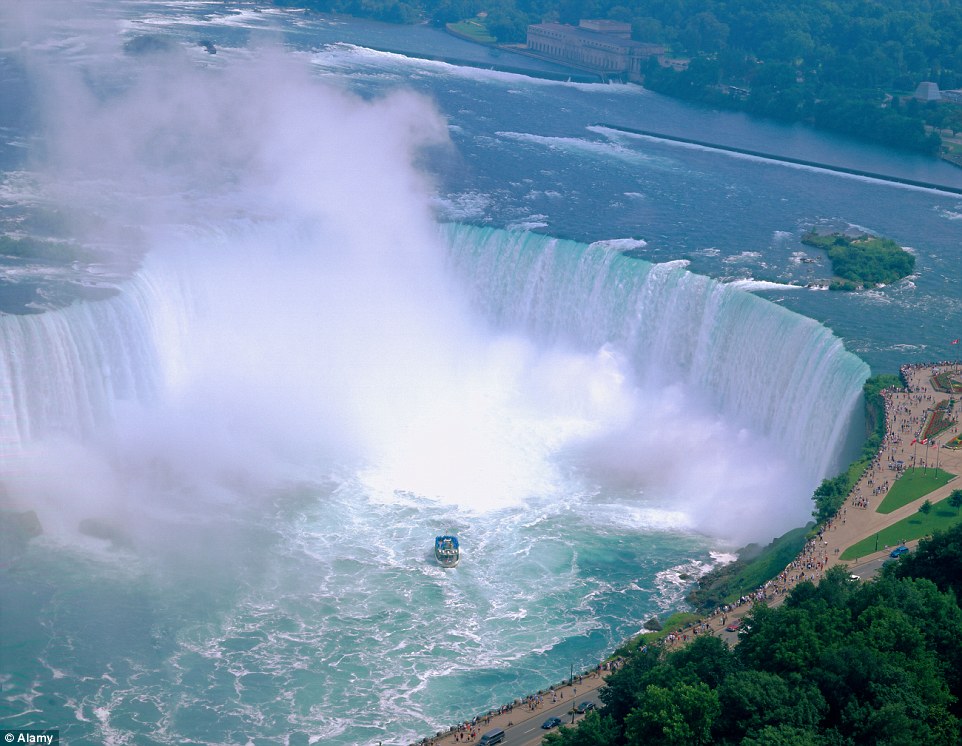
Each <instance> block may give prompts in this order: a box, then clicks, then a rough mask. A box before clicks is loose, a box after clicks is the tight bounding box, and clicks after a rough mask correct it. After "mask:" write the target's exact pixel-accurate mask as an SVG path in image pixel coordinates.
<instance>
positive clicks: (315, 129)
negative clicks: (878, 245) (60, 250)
mask: <svg viewBox="0 0 962 746" xmlns="http://www.w3.org/2000/svg"><path fill="white" fill-rule="evenodd" d="M49 7H55V8H61V11H58V12H57V13H54V14H47V13H44V9H45V8H49ZM62 9H63V6H47V5H38V6H37V8H36V10H35V11H24V12H23V13H18V14H12V15H11V14H10V13H8V15H7V17H6V18H3V20H4V21H5V23H4V24H3V26H4V31H3V36H2V37H0V39H2V49H3V51H2V54H0V72H2V77H0V81H2V83H0V96H2V98H3V103H4V106H3V107H0V127H2V130H0V165H2V167H3V169H4V170H3V173H2V182H0V197H2V199H0V220H2V221H3V225H4V229H5V231H7V232H12V233H14V234H15V235H39V236H42V237H43V236H45V235H47V234H49V235H53V236H59V237H60V238H63V237H64V235H65V234H66V237H67V238H68V239H70V238H73V237H75V238H77V240H81V241H84V242H86V243H92V244H96V245H98V246H105V247H108V248H109V249H116V247H117V246H126V245H127V244H128V243H129V244H130V252H129V256H127V257H126V259H125V261H123V262H120V263H119V266H117V265H114V266H101V265H99V264H97V263H85V262H83V261H78V262H74V263H71V264H68V265H65V266H62V267H58V266H56V265H55V264H51V263H34V262H31V261H29V260H14V259H10V260H8V261H7V262H6V264H5V270H4V274H3V285H2V287H0V302H2V309H3V310H4V312H5V313H4V314H3V316H2V317H0V334H2V337H0V338H2V340H3V344H4V348H3V350H2V354H3V367H2V370H0V380H2V381H3V384H4V392H3V397H4V398H3V401H2V405H3V409H2V411H0V415H2V416H0V433H2V442H0V448H2V450H0V455H2V456H3V472H2V477H0V478H2V483H3V486H4V490H5V496H4V499H3V506H4V508H5V509H10V510H27V509H32V510H35V511H36V512H37V513H38V515H39V516H40V519H41V522H42V524H43V526H44V533H43V535H42V536H40V537H38V538H36V539H32V540H30V541H20V542H15V543H14V544H11V545H9V546H8V548H6V549H5V550H4V555H3V567H2V569H0V595H2V597H3V599H4V603H3V606H2V610H0V638H2V645H3V653H2V660H0V676H2V684H3V697H2V699H0V720H2V722H3V724H4V726H5V727H32V728H41V727H49V728H59V729H60V732H61V735H62V737H63V738H64V739H65V740H66V741H67V742H69V743H117V744H120V743H137V744H141V743H171V744H172V743H284V742H290V743H303V742H306V741H311V742H317V743H324V744H361V743H368V744H374V743H378V742H384V743H408V742H411V741H413V740H416V739H418V738H422V737H425V736H428V735H431V734H433V733H434V732H436V731H437V730H440V729H442V728H444V727H446V726H447V725H450V724H452V723H455V722H457V721H458V720H459V719H461V718H464V717H470V716H473V715H474V714H476V713H478V712H480V711H483V710H485V709H487V708H489V707H493V706H497V705H499V704H501V703H504V702H506V701H510V700H511V699H513V698H514V697H517V696H521V695H523V694H526V693H528V692H531V691H536V690H538V689H540V688H543V687H546V686H548V685H550V684H552V683H554V682H557V681H560V680H561V679H562V678H564V677H566V676H567V675H568V672H569V671H570V670H571V668H572V667H573V668H575V669H581V668H583V667H586V666H590V665H593V664H594V663H595V662H596V661H597V660H599V659H601V658H602V657H603V656H605V655H607V654H608V653H610V652H611V651H612V650H613V649H614V647H615V646H617V645H618V644H619V643H620V642H621V641H622V640H623V639H625V638H626V637H627V636H630V635H631V634H634V633H635V632H637V631H638V630H639V629H640V628H641V626H642V624H643V623H644V621H645V620H646V619H648V618H650V617H652V616H656V615H658V616H664V615H665V614H667V613H669V612H670V611H672V610H674V609H678V608H681V607H683V598H684V594H685V592H686V590H687V588H688V587H689V585H690V583H691V581H692V578H694V577H696V576H697V575H699V574H700V573H702V572H704V571H705V570H707V569H708V568H710V567H711V566H713V565H714V564H716V563H717V562H720V561H724V560H726V559H729V558H730V553H731V551H732V550H733V549H734V548H735V547H737V546H739V545H741V544H742V543H744V542H746V541H759V542H762V543H764V542H766V541H768V540H770V539H771V538H772V536H774V535H776V534H777V533H780V532H782V531H784V530H787V529H789V528H791V527H793V526H797V525H800V524H802V523H804V522H805V521H806V519H807V517H808V515H809V512H810V509H811V503H810V495H811V491H812V489H813V487H814V486H815V485H817V483H818V481H819V480H820V479H821V478H823V477H824V476H828V475H831V474H832V473H833V469H834V468H837V466H838V463H839V461H840V460H841V456H840V454H843V453H847V452H848V451H847V450H846V449H847V448H850V446H851V444H852V442H853V441H857V436H858V426H859V423H858V417H857V411H858V406H859V388H860V385H861V382H862V381H863V380H864V378H865V377H866V376H867V375H868V372H869V368H871V369H872V370H873V371H877V372H894V371H896V370H897V368H898V366H899V365H900V364H902V363H904V362H909V361H914V360H938V359H945V358H947V357H949V356H951V355H952V354H953V352H954V350H956V349H958V348H957V347H955V346H953V345H951V344H950V343H951V341H952V340H953V339H956V338H958V337H960V336H962V199H960V198H959V196H958V195H954V194H950V193H947V192H942V191H939V190H938V189H921V188H914V187H907V186H899V185H896V184H892V183H888V182H884V181H879V180H873V179H869V178H864V177H854V176H847V175H844V174H839V173H835V172H831V171H827V170H823V169H815V168H807V167H800V166H793V165H788V164H785V163H780V162H776V161H771V160H765V159H760V158H755V157H747V156H740V155H736V154H733V153H730V152H723V151H718V150H712V149H710V148H703V147H693V146H686V145H682V144H679V143H672V142H667V141H660V140H654V139H650V138H640V137H633V136H629V135H625V134H619V133H616V132H614V131H613V130H610V129H606V128H605V127H604V125H606V124H610V125H617V126H621V127H629V128H633V129H639V130H650V131H656V132H663V133H666V134H670V135H673V136H677V137H685V138H691V139H697V140H700V141H707V142H714V143H718V144H720V145H725V146H730V147H736V148H743V149H750V150H753V151H759V152H766V153H773V154H777V155H781V156H786V157H791V158H800V159H805V160H809V161H816V162H820V163H826V164H830V165H834V166H840V167H846V168H854V169H860V170H863V171H870V172H877V173H881V174H887V175H891V176H896V177H900V178H908V179H914V180H919V181H926V182H932V183H936V184H944V185H946V186H951V187H955V188H958V187H960V186H962V171H959V170H957V169H955V168H953V167H951V166H949V165H947V164H944V163H940V162H937V161H932V160H929V159H925V158H922V157H918V156H912V155H904V154H900V153H894V152H892V151H888V150H884V149H880V148H875V147H872V146H868V145H864V144H859V143H856V142H852V141H849V140H846V139H843V138H838V137H833V136H829V135H825V134H823V133H817V132H813V131H812V130H809V129H806V128H804V127H802V126H788V125H782V124H777V123H772V122H765V121H760V120H753V119H750V118H747V117H745V116H742V115H740V114H736V113H731V112H722V111H714V110H710V109H705V108H698V107H694V106H690V105H686V104H684V103H680V102H677V101H673V100H671V99H667V98H664V97H662V96H659V95H656V94H653V93H651V92H648V91H645V90H644V89H642V88H640V87H637V86H629V85H603V84H587V83H580V82H568V81H564V80H561V81H559V80H549V79H546V78H543V77H536V75H540V74H550V75H551V76H552V77H554V76H556V75H557V74H559V73H561V74H563V72H564V71H563V70H562V69H559V68H558V66H555V65H551V64H549V63H538V62H534V61H531V60H529V59H528V58H525V57H521V56H515V55H512V54H511V53H509V52H501V53H499V54H497V55H492V53H491V51H490V50H488V49H486V48H483V47H479V46H476V45H472V44H470V43H467V42H464V41H461V40H459V39H455V38H453V37H451V36H449V35H447V34H445V33H444V32H442V31H439V30H437V29H432V28H429V27H426V26H418V27H395V26H388V25H384V24H377V23H373V22H364V21H355V20H350V19H344V18H329V17H324V16H310V15H306V14H304V13H303V12H300V11H293V10H285V11H281V10H277V9H270V8H263V7H258V6H257V5H255V4H237V5H233V4H229V3H228V4H224V3H219V2H218V3H214V2H182V3H157V2H124V3H114V2H109V3H108V2H100V3H97V2H93V3H84V4H78V5H77V6H74V7H72V9H71V10H70V12H66V11H63V10H62ZM144 35H151V37H152V38H160V39H162V40H166V44H167V45H168V46H169V48H167V49H166V50H163V49H162V50H160V51H155V52H151V51H148V52H141V53H139V54H138V53H132V52H131V50H130V48H128V49H127V50H126V51H125V50H124V44H125V43H129V42H131V41H132V40H134V39H137V38H138V37H142V36H144ZM201 41H205V42H210V43H211V44H213V46H214V48H215V49H216V54H215V55H211V54H209V52H208V51H207V50H206V48H205V47H204V46H202V45H201V44H200V42H201ZM162 46H163V45H162ZM387 49H390V50H395V51H393V52H385V51H375V50H387ZM402 51H407V52H408V53H409V55H405V54H402V53H401V52H402ZM424 56H434V57H444V58H450V59H458V60H466V61H470V62H471V63H473V65H476V66H471V67H469V66H457V65H452V64H449V63H446V62H443V61H438V60H425V59H422V57H424ZM485 65H491V66H498V67H504V68H511V69H515V68H524V67H527V68H528V69H530V70H531V71H532V73H534V74H535V75H532V76H525V75H519V74H515V73H508V72H502V71H499V70H496V69H485V68H484V66H485ZM813 226H818V227H832V228H839V229H844V228H849V227H857V228H859V229H862V230H866V231H869V232H872V233H876V234H879V235H884V236H887V237H890V238H892V239H894V240H896V241H898V242H899V243H900V244H903V245H905V246H907V247H909V248H910V249H911V250H912V251H913V253H914V254H915V255H916V257H917V264H916V274H915V275H914V276H913V277H911V278H908V279H906V280H903V281H901V282H899V283H897V284H895V285H892V286H890V287H884V288H877V289H873V290H870V291H866V292H860V293H831V292H823V291H816V290H810V289H807V288H805V287H804V286H805V285H806V284H808V283H810V282H812V281H814V280H818V279H824V278H827V277H828V276H829V274H830V273H829V267H828V263H827V259H826V257H825V256H824V255H822V254H821V253H820V252H817V251H815V250H813V249H811V248H810V247H806V246H804V245H803V244H801V241H800V238H801V236H802V234H803V233H804V232H805V231H807V230H808V229H810V228H811V227H813ZM623 252H627V253H623ZM743 290H749V291H750V293H746V292H743ZM25 312H29V313H25ZM4 522H5V524H7V525H8V526H9V525H10V523H11V522H12V518H10V517H9V513H5V518H4ZM451 531H453V532H456V533H457V534H458V535H459V536H460V537H461V543H462V547H463V548H464V558H463V560H462V562H461V564H460V566H459V567H458V568H457V569H456V570H454V571H445V570H442V569H441V568H440V567H438V566H437V565H436V564H435V563H434V561H433V558H432V556H431V547H432V545H433V539H434V536H435V535H436V534H439V533H447V532H451Z"/></svg>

---

[Task goal]
Render the listing from its beginning through the line containing "negative clicks: (878, 245) (60, 250)", inclusive, as a JSON list of strings with one string per line and blank lines omitted. Leave the pictures out of the answer.

[Task output]
[
  "Each <instance> block may give prompts in this order: a box, then clicks, then a rough mask. A box before clicks is loose, a box after clicks is the tight bounding box, and clicks after a rough mask correct it. After \"mask:\" write the target's exact pixel-accurate mask as an SVG path in image pixel coordinates.",
  "<instance>",
  "positive clicks: (315, 129)",
  "negative clicks: (878, 245) (60, 250)"
]